BRIEF: Copy out the records precisely, omitting pictures.

WORKING DATA:
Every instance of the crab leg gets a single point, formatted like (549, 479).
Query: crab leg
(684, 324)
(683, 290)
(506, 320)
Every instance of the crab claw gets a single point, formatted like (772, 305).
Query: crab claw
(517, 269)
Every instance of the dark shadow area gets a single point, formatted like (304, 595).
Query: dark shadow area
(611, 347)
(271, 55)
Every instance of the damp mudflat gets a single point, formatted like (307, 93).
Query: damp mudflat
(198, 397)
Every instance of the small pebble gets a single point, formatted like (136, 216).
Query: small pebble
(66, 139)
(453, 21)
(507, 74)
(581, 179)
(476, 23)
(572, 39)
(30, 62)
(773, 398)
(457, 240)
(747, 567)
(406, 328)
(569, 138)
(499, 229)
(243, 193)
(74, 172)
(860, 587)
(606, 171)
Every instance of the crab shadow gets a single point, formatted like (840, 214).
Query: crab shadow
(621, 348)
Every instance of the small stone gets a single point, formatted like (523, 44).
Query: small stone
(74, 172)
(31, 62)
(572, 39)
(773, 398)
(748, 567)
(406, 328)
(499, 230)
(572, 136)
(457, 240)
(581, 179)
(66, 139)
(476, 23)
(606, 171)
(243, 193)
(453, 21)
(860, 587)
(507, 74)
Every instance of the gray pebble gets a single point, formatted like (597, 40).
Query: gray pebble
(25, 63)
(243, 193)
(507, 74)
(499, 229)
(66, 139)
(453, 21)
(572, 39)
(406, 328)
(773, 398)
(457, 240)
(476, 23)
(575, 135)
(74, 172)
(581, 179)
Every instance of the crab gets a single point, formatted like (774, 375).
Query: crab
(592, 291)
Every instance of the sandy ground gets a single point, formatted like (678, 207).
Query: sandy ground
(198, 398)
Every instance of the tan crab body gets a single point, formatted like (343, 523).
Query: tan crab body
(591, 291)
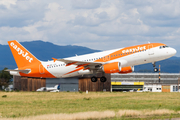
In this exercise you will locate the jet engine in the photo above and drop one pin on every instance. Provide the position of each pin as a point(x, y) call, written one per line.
point(112, 67)
point(125, 70)
point(115, 67)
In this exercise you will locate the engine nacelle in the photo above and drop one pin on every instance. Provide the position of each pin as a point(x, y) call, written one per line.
point(112, 67)
point(115, 67)
point(125, 70)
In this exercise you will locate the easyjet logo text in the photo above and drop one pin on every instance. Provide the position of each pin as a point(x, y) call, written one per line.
point(21, 52)
point(134, 49)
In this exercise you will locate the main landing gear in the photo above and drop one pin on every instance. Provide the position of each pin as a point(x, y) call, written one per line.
point(102, 79)
point(154, 65)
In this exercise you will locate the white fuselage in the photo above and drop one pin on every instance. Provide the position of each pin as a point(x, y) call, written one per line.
point(59, 69)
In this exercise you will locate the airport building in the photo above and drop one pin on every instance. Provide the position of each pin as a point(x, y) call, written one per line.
point(166, 82)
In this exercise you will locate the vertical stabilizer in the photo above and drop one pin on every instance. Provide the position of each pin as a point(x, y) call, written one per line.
point(21, 55)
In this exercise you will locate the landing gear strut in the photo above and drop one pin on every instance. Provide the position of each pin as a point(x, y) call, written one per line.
point(94, 79)
point(102, 79)
point(154, 65)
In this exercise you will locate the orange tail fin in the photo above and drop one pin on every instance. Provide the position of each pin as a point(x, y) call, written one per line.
point(21, 55)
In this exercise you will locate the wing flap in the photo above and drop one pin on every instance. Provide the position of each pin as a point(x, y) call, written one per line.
point(79, 63)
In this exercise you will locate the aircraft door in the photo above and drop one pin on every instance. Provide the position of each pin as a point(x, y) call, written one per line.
point(106, 58)
point(41, 69)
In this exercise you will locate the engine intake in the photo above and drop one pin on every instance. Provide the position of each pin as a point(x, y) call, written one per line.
point(115, 67)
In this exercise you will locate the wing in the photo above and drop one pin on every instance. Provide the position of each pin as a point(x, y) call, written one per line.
point(90, 65)
point(22, 71)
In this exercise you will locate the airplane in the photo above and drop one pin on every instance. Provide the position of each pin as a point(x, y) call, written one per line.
point(49, 89)
point(120, 61)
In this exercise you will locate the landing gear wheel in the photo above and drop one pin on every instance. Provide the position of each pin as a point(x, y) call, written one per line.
point(103, 79)
point(94, 79)
point(155, 70)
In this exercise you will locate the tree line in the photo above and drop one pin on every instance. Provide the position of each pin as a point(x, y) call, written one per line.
point(5, 78)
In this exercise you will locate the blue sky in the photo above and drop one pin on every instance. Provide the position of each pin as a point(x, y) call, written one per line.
point(97, 24)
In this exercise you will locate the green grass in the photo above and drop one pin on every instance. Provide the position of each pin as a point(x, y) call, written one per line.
point(23, 104)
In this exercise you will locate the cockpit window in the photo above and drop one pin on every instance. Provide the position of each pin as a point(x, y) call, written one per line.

WRITTEN ANSWER:
Every instance of the crab leg gets a single point, formatted like (549, 479).
Query: crab leg
(684, 324)
(683, 290)
(506, 320)
Every instance of the crab claw gets a single point, formatted like (772, 305).
Query: crab claw
(517, 269)
Every instance of the dark shadow area gets a single point, formatted like (304, 595).
Query: dark shadow area
(611, 347)
(271, 55)
Every instance of the damp mudflat gets a single point, formatted like (307, 93).
Query: damp mudflat
(198, 397)
Every instance of the small pebble gets a single point, formatted like (136, 216).
Query: small pebble
(66, 139)
(453, 21)
(507, 74)
(581, 179)
(476, 23)
(572, 39)
(30, 62)
(773, 398)
(457, 240)
(747, 567)
(406, 328)
(569, 138)
(499, 229)
(243, 193)
(74, 172)
(860, 587)
(606, 171)
Every instance of the crab shadow gets a single point, formatted like (840, 214).
Query: crab shadow
(621, 348)
Every instance of the small stone gets a single point, formatted like (523, 44).
Query: small stone
(74, 172)
(31, 62)
(572, 39)
(773, 398)
(748, 567)
(406, 328)
(499, 230)
(572, 136)
(457, 240)
(581, 179)
(66, 139)
(476, 23)
(606, 171)
(243, 193)
(453, 21)
(860, 587)
(507, 74)
Every instance of the gray pebble gets a single point, formatted like (597, 40).
Query: gray pebble
(25, 63)
(243, 193)
(507, 74)
(499, 229)
(66, 139)
(453, 21)
(572, 39)
(406, 328)
(773, 398)
(457, 240)
(476, 23)
(575, 135)
(74, 172)
(581, 179)
Every instance of the crab gets a single point, formatted like (774, 375).
Query: crab
(592, 291)
Every instance of the sandy ground gets a single point, formatted like (678, 207).
Query: sandy ground
(198, 398)
Every instance of the tan crab body gets a single point, formatted like (343, 523).
Query: tan crab body
(591, 291)
In this exercise you will locate the jet engine in the photo above and drop one pin on every instance. Provide the position of each pin as a point(x, y) call, written one per line.
point(112, 67)
point(125, 70)
point(115, 67)
In this exercise you will locate the engine nacelle in the photo above and drop one pin on every instance. Provide the position of each pin as a point(x, y) call, written one per line.
point(112, 67)
point(115, 67)
point(125, 70)
In this exercise you will locate the easyjet logo text in the photo above and drop one pin on every instance. Provide the position of each pin as a point(x, y) call, written one per line.
point(21, 52)
point(134, 49)
In this exercise you will locate the main landing gear in the photo above and drop one pin on every instance. Provide the position of each pin as a point(x, y) call, written one per line.
point(102, 79)
point(154, 65)
In this exercise you will locate the white fuselage in the photo above and drop one pin on every instance. Provide the position of each pin as a point(x, y) call, written one per line.
point(59, 69)
In this exercise you will locate the airport building in the photo above and drop one pin on every instance. Provide the position of each pin as a point(x, y) call, written one per line.
point(166, 82)
In this exercise you will locate the vertical stabilizer in the photo above and drop one pin on every instance. Provide the position of each pin as a point(x, y) call, written one per line.
point(21, 55)
In this exercise you will locate the landing gear strut in the photo above and drop one pin on every instance. Provide the position of each pin as a point(x, y) call, written one per line.
point(94, 79)
point(102, 79)
point(154, 65)
In this exercise you will locate the orange tail fin in the photo above and drop one pin on every instance. Provide the position of each pin as a point(x, y) call, written one per line.
point(21, 55)
In this exercise you will locate the wing flap in the photo above and drop one pin on every instance. Provide the position of each pin as a point(x, y) call, written one per line.
point(79, 63)
In this exercise you will locate the aircraft door in the photo above and drop one pin on every instance. Provide the position of each pin as a point(x, y) call, written one per line.
point(106, 58)
point(41, 69)
In this exercise you will locate the engine intake in the photo above and drop one pin on every instance. Provide the position of each pin as a point(x, y) call, written one per line.
point(115, 67)
In this exercise you will locate the wing in the photo above and drop one pin on every instance. Provide the position of each pin as a point(x, y) call, written one per line.
point(90, 65)
point(22, 71)
In this exercise you will locate the airplane in the photo above and drop one pin on every instance. Provide the position of each pin as a point(x, y) call, written one per line.
point(49, 89)
point(120, 61)
In this exercise you will locate the landing gear wheel in the photo above and drop one pin on every instance. Provide the position of each pin as a point(x, y) call, written one per line.
point(103, 79)
point(94, 79)
point(155, 70)
In this exercise you will locate the tree line in the photo above and drop one pin on every instance. Provide the position of each pin as a point(x, y) call, written one per line.
point(5, 78)
In this exercise you will locate the blue sky in the photo above and drop one pin on every instance. Provide the position of each pin as a point(x, y) call, written one per line.
point(97, 24)
In this exercise you will locate the green grass in the photo above and drop one pin on every instance. Provide the position of each pin as a point(x, y) call, written one per line.
point(23, 104)
In this exercise you will locate the cockpit window in the photo above and drop one pin on every instance. Provide the position of each pin as a point(x, y) call, written one per line.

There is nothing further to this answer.